Exactly as written, output each of the lines below, with no images.

──────── DATASET RECORDS

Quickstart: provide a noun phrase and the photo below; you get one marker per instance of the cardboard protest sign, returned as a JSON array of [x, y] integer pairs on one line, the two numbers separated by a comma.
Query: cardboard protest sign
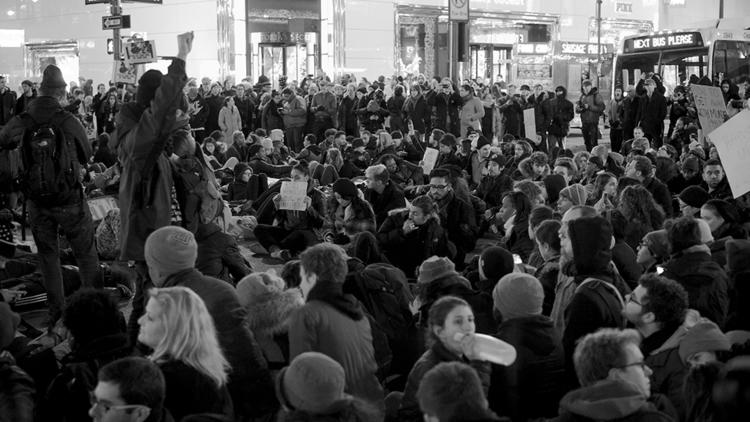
[[429, 159], [292, 196], [140, 51], [730, 140], [124, 73], [529, 123], [710, 105]]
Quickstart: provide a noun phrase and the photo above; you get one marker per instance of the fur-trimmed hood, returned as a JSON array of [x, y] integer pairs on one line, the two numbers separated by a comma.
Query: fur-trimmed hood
[[269, 314]]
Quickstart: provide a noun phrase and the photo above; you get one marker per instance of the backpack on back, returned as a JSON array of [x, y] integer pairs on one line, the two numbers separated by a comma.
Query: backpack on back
[[51, 172]]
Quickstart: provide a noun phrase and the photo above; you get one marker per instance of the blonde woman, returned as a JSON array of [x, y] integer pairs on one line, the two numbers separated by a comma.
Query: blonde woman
[[181, 332]]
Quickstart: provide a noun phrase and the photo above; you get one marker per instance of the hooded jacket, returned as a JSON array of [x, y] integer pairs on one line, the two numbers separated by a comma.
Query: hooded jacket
[[609, 401], [704, 280], [531, 387]]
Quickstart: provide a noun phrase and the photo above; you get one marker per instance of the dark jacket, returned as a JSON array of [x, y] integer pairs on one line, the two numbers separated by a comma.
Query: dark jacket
[[533, 385], [661, 194], [610, 401], [438, 353], [189, 391], [219, 255], [392, 198], [67, 398], [408, 251], [705, 281], [16, 392], [145, 207], [250, 383]]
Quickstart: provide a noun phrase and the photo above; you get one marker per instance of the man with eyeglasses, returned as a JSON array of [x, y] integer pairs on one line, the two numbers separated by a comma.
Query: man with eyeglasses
[[658, 309], [129, 390], [615, 381]]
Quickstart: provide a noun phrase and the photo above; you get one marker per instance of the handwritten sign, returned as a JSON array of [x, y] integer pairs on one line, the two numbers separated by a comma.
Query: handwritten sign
[[292, 196], [529, 123], [710, 105], [429, 159], [730, 140]]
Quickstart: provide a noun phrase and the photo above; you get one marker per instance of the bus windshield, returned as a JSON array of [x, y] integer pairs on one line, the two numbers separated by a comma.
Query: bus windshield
[[731, 60]]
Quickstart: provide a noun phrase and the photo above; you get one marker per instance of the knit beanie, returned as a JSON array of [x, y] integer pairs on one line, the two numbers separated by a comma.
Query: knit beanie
[[434, 268], [345, 187], [255, 286], [658, 242], [695, 196], [576, 193], [9, 321], [591, 238], [147, 85], [312, 383], [738, 255], [171, 249], [703, 337], [496, 262], [518, 295]]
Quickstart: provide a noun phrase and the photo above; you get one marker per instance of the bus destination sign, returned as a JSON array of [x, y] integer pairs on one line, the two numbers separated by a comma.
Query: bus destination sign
[[663, 42]]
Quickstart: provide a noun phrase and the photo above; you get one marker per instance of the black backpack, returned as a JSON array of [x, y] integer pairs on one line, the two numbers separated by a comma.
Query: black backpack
[[51, 173]]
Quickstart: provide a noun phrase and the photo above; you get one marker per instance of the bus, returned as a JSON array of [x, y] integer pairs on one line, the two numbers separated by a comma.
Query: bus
[[715, 51]]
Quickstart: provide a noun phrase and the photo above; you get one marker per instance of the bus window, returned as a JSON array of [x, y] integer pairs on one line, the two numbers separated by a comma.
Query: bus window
[[731, 59]]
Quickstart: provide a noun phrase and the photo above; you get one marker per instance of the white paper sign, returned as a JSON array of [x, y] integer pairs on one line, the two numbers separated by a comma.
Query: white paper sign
[[710, 105], [529, 123], [292, 196], [140, 51], [730, 140], [429, 159]]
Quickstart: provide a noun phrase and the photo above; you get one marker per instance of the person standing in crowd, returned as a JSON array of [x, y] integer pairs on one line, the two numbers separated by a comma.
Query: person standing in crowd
[[615, 114], [61, 209], [472, 110], [652, 110], [334, 323], [657, 308], [171, 253], [132, 386], [294, 114], [591, 107], [614, 381], [560, 114]]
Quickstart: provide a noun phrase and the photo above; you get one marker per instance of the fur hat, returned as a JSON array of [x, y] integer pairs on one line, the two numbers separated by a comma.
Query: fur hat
[[703, 337], [52, 78], [171, 249], [313, 383], [434, 268], [9, 321], [576, 193], [518, 295]]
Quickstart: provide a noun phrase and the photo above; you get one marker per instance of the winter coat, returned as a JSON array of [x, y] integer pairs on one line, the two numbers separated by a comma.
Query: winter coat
[[419, 112], [408, 251], [189, 391], [610, 401], [560, 114], [531, 387], [338, 328], [67, 397], [595, 108], [269, 317], [16, 392], [438, 353], [229, 121], [250, 383], [705, 281], [219, 255], [382, 203], [296, 112], [147, 207]]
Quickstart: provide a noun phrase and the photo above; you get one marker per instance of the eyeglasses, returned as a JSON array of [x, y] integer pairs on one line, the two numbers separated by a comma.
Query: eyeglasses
[[106, 408]]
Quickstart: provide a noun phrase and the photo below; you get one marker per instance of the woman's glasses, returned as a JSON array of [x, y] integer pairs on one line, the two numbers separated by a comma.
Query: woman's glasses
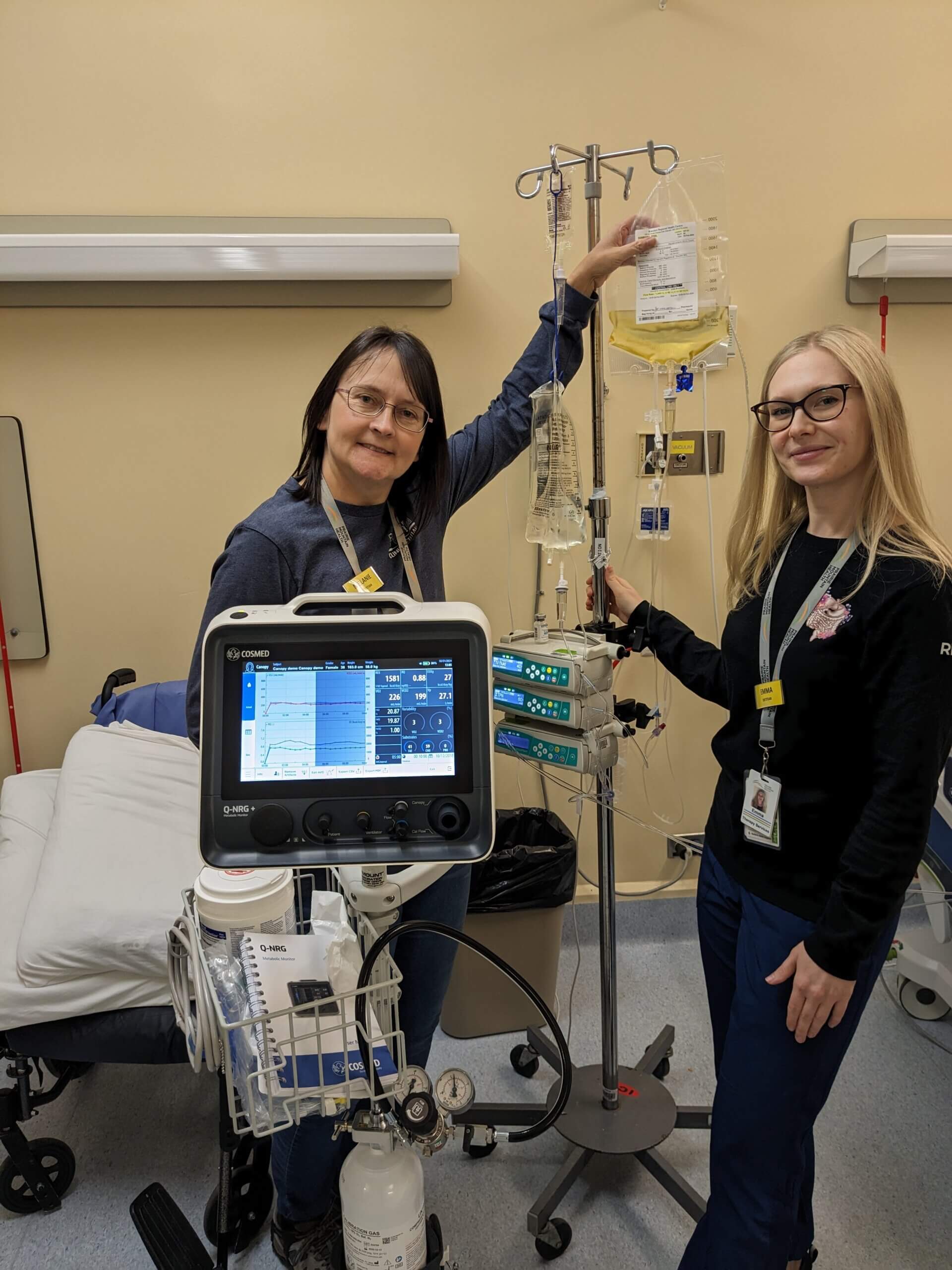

────────────────

### SOLUTION FOR THIS EXERCISE
Quickstart: provide a noun phrase and the photo below; you get one marker per instance of the cardboard protest sign, returned as a JSON array of [x, y] integer pairs on one line, the two numbers separated by a comma.
Query: cardboard protest sign
[[429, 159], [292, 196], [140, 51], [730, 140], [124, 73], [529, 123], [710, 105]]
Quickstart: provide a noun phrase and the photo above; you get one marker per instance of the fur-trimmed hood, returned as a JSON array of [x, y] integer pairs on one line, the two numbers separated by a comma.
Query: fur-trimmed hood
[[269, 314]]
Quickstart: provide a noun phrase and the photo above; you get one marker per instance of the backpack on back, returned as a JSON array of [x, y] integer pairs on one line, the two numbers separated by a comma.
Query: backpack on back
[[51, 172]]
Quickstart: provide a noun phrase and the photo above; you get one marker per instance of the blonde woman, returned as a JSON array of [x, y] integer pairs on one line, the two numbers separated by a comma.
Query: blonde woman
[[181, 332]]
Quickstart: provide a noun phrase and the photo above; you get one marker per instance of the hooded jacket, returned as a JSON array of [x, y] integer pairs on one line, the two numbers separated by a comma.
Query: hooded jacket
[[609, 401], [704, 280], [531, 387]]
Quickstart: provide a noun phrase and the photo above; you get one marker per instance of the dark jacket, returned as a JSON array of [x, y] integer pairs on one line, the two numbers separated by a comma.
Query: dark jacket
[[533, 385], [661, 194], [610, 401], [438, 353], [189, 391], [219, 255], [392, 198], [67, 398], [408, 251], [705, 281], [16, 392], [145, 207], [250, 383]]
Quickstart: provide a noun phrase and the photo above; you get one marker per instance of the man with eyeglasses, returned as a JSON array of [x, y] integer pairs on one line, the two numbers separated by a comma.
Query: man with eyeglasses
[[658, 309], [129, 390], [615, 381]]
Quickstart: provide a noun phrase and the photo above; you get one marker per instance of the handwritten sign, returned as a JSON array of [x, y] integer pairs on one line, the two numbers separated by a comma.
Query: handwritten sign
[[292, 196], [529, 123], [710, 105], [429, 159], [730, 140]]
Quickstart: provide a noun phrase and the photo above; you get one marker per instance of the bus windshield, returned as a JSON array of [x, y] integer pairs on one line, the two numbers separated by a comma.
Query: bus windshield
[[731, 60]]
Quickstart: provide a noun phrase and the photo above; you get one marker per instance of the knit beanie, returned as a JSON array of [x, y] integer pairs on one line, the two numbers separated by a comma.
Query: knit beanie
[[434, 268], [345, 187], [255, 286], [658, 242], [695, 196], [576, 193], [9, 321], [591, 238], [147, 85], [312, 383], [738, 255], [171, 249], [703, 337], [496, 262], [518, 295]]
Quickstart: provide a noun phrase and the photo above; you get one marker per instance of the bus destination sign, returned as a JSON array of [x, y] integer pairs on one line, the two numbers separated by a comma.
Query: bus destination sign
[[663, 42]]
Quickstart: provide a noun phrase and the photo above; you get one marker per instance of the black backpack, returned as a JSON array of [x, y] integer pairs on one line, the two numbers separated by a comma.
Query: black backpack
[[51, 173]]
Quickstart: provide a noun phrase and the photo above; you get one marker per instance of the bus, returned as a JSON array of [x, y] integer pairs on one line, the two numbers separated by a comma.
Query: bus
[[715, 51]]
Quickstart: provide a noun phrase and the photo above; you get one marker per instance of the bus window, returned as a JSON array of [x, y] integer pairs on one line, the two numbers separated by a comma.
Query: bus window
[[731, 59]]
Quickstart: provide a noun phrase and the photo above; you get one marker per instance of the white paper sign, returned as a JSON array of [x, y] integer pairs on one line, the two numbers separated by a comma.
Query: white paper sign
[[710, 105], [529, 123], [292, 196], [140, 51], [730, 140], [429, 159]]
Quickstart: provide a noun phrase and the photo above; you get one marker per instance of the person standing in crowd, returned as a JSON array of [x, y] integer pairs on one line, the two numbers separated by a comma.
Query: person standing in crowd
[[615, 114], [61, 209], [472, 110], [652, 110], [334, 323], [657, 308], [171, 253], [132, 386], [294, 114], [591, 107], [614, 381], [560, 114]]
Quickstart: provide a noun phrase and the photo above; you get one marker per instance of the fur hat, returned as a JSON array of [x, y] integer pairs on one line, the two numbers separated by a comma.
Query: fur hat
[[703, 337], [52, 78], [171, 249], [313, 383], [434, 268], [9, 321], [576, 193], [518, 295]]
Quickstart: provide a noun phrase and the photo above; you get one marker per instance of the winter coat, returned as a JSON array of [x, y] integer pairs on one line, the two numbers separated by a comma.
Query: winter coat
[[419, 112], [408, 251], [189, 391], [610, 401], [560, 114], [531, 387], [338, 328], [67, 397], [595, 108], [269, 317], [16, 392], [438, 353], [229, 121], [250, 383], [705, 281], [219, 255], [382, 203], [296, 112], [147, 207]]
Quickstart: provide a noun phrase and the photo above; you get one marker per instance of the eyeglasses, returned as a JSON array of [x, y] integer pairs on one line, the two numbers separated by a comma.
Query: eyeglasses
[[106, 408]]
Quickstart: provide a noun phrase and the photo below; you get one marker per instance of the woman's glasses, returned as a JSON array of [x, y] integer pairs on one line, the two numbers separated by a comma.
Query: woman's glasses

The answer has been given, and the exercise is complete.